TASK DESCRIPTION
All the data should come back exactly as it was given.
☆ ☆ ☆ ☆ ☆ ☆ ☆
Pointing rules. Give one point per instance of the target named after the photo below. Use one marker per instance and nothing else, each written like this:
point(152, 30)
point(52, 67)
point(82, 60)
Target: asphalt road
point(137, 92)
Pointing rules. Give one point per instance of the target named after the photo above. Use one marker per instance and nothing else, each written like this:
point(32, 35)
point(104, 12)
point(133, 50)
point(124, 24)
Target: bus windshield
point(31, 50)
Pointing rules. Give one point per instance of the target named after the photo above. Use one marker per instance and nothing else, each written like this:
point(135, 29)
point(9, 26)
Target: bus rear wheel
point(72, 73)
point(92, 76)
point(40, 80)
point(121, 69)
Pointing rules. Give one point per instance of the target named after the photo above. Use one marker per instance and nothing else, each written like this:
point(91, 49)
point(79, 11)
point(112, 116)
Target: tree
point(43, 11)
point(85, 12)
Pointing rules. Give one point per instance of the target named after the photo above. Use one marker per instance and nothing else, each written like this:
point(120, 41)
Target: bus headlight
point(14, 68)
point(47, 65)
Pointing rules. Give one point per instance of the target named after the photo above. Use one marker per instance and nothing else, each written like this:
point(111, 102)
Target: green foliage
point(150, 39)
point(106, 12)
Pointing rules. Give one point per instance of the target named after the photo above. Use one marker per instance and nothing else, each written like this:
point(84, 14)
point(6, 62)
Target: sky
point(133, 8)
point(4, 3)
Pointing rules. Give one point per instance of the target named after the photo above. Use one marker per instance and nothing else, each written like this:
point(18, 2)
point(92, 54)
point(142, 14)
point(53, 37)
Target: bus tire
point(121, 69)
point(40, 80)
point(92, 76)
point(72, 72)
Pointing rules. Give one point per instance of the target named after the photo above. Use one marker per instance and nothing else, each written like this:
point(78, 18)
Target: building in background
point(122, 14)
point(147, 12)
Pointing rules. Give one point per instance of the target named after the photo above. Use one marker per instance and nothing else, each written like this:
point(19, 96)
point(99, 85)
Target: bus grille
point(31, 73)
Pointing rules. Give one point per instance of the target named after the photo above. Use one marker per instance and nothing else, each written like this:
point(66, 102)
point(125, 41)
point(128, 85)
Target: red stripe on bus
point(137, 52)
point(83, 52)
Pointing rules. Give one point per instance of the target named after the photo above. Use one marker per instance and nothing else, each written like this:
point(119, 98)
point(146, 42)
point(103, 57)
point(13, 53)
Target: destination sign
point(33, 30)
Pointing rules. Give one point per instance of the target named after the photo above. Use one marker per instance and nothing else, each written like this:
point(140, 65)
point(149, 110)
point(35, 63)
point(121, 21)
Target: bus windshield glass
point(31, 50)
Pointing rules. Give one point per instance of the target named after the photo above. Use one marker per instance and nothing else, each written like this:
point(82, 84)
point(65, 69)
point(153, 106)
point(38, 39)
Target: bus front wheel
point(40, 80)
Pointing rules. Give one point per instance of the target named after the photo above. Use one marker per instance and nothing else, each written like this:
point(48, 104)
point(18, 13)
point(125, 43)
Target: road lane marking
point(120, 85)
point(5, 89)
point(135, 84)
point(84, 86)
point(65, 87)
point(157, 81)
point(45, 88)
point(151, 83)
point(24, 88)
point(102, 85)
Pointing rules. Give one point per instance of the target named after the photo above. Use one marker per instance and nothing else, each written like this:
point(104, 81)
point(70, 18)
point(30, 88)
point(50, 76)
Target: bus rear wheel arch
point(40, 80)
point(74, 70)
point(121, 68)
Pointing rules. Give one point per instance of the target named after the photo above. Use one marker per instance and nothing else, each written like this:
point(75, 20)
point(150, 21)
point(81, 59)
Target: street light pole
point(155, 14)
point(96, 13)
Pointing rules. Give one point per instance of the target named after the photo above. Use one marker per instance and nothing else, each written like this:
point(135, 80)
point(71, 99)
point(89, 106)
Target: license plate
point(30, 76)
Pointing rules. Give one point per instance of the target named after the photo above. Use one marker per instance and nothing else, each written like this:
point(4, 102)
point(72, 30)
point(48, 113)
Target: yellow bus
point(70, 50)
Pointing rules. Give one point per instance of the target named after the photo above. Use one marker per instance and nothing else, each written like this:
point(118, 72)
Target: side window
☆ ☆ ☆ ☆ ☆ ☆ ☆
SOLUTION
Pointing rules. Give one point per instance of the target named after the photo below. Use one marker per instance and nothing else, each written like this:
point(152, 30)
point(52, 67)
point(82, 60)
Target: asphalt road
point(137, 92)
Pointing rules. Give one point per instance of the target named after the photo above. Use one marker per instance and nothing else, each written like this:
point(32, 35)
point(104, 12)
point(133, 50)
point(124, 24)
Target: bus windshield
point(31, 50)
Pointing rules. Give one point per instance of the target named after the photo above. Use one marker per instance and nothing else, each written like this:
point(135, 29)
point(9, 26)
Target: bus rear wheel
point(72, 73)
point(92, 76)
point(40, 80)
point(121, 69)
Pointing rules. Give one point per instance of the target named after the photo above. Use one marker per instance and nothing else, each written like this:
point(91, 49)
point(79, 11)
point(112, 116)
Target: tree
point(43, 11)
point(85, 12)
Pointing rules. Give one point per instance of the target named after the photo above. Use one marker per instance and nothing else, each written like this:
point(120, 41)
Target: bus headlight
point(14, 68)
point(47, 65)
Pointing rules. Give one point per instance of the target named after the photo above. Use one marker per instance and nothing else, each written like this:
point(111, 102)
Target: green foliage
point(150, 39)
point(106, 12)
Pointing rules. Give one point per instance of the target named after the photo above. Use one marker per instance and nothing else, each written like this:
point(84, 14)
point(6, 62)
Target: sky
point(133, 8)
point(4, 3)
Pointing rules. Give one point per instance of the target named after the photo above. Use one marker per instance and nothing else, each written like this:
point(18, 2)
point(92, 54)
point(142, 14)
point(53, 37)
Target: bus tire
point(121, 69)
point(40, 80)
point(92, 76)
point(72, 72)
Pointing rules. Give one point per instance of the target named after the photo above. Use one marker per instance and nothing else, each written like this:
point(78, 18)
Target: building in background
point(122, 14)
point(147, 12)
Pointing rules. Give one point per instance of the target named after the photo above. Use one marker per instance and nothing else, each written like this:
point(19, 96)
point(99, 85)
Target: bus grille
point(31, 73)
Pointing rules. Give one point per instance of the target named after the photo above. Use one marker per instance and nothing else, each written like this:
point(66, 102)
point(125, 41)
point(128, 85)
Target: red stripe on bus
point(137, 52)
point(83, 52)
Pointing rules. Give one point per instance of the target named after the photo above. Use one marker per instance and nothing else, each written like this:
point(119, 98)
point(146, 42)
point(103, 57)
point(13, 53)
Target: destination sign
point(33, 30)
Pointing rules. Give one point per instance of the target named after the photo above. Use one marker per instance and nothing else, each written like this:
point(140, 65)
point(149, 110)
point(35, 63)
point(121, 21)
Target: bus windshield glass
point(31, 50)
Pointing rules. Give one point per instance of the target named after the photo above. Use one marker per instance and nothing else, each written like this:
point(82, 84)
point(65, 69)
point(153, 106)
point(38, 39)
Target: bus front wheel
point(40, 80)
Pointing rules. Give one point per instance of the target named after the photo above. Use one marker per instance and nothing else, each written like this:
point(48, 104)
point(18, 13)
point(125, 43)
Target: road lane marking
point(120, 85)
point(5, 89)
point(135, 84)
point(84, 86)
point(65, 87)
point(157, 81)
point(45, 88)
point(151, 83)
point(24, 88)
point(102, 85)
Pointing rules. Give one point per instance of the target named after the photo above. Use one marker per instance and nothing else, each written like this:
point(104, 81)
point(70, 18)
point(30, 88)
point(50, 76)
Target: bus rear wheel arch
point(40, 80)
point(74, 70)
point(121, 68)
Pointing rules. Give one point per instance of the target named after the photo above. Use one marker per instance and nothing else, each written like this:
point(75, 20)
point(150, 21)
point(81, 59)
Target: street light pole
point(155, 14)
point(96, 13)
Pointing rules. Give one point per instance of the target named after the photo above. Use one marker per instance and nothing else, each written like this:
point(135, 80)
point(71, 99)
point(89, 106)
Target: license plate
point(30, 76)
Pointing rules. Give one point per instance of the target named after the photo above. Use one marker per instance and nothing else, each written like this:
point(4, 102)
point(72, 30)
point(48, 113)
Target: yellow bus
point(70, 50)
Pointing rules. Give one point per instance of the target named after the photo above. Use one marker per instance and nothing else, each written like this:
point(118, 72)
Target: side window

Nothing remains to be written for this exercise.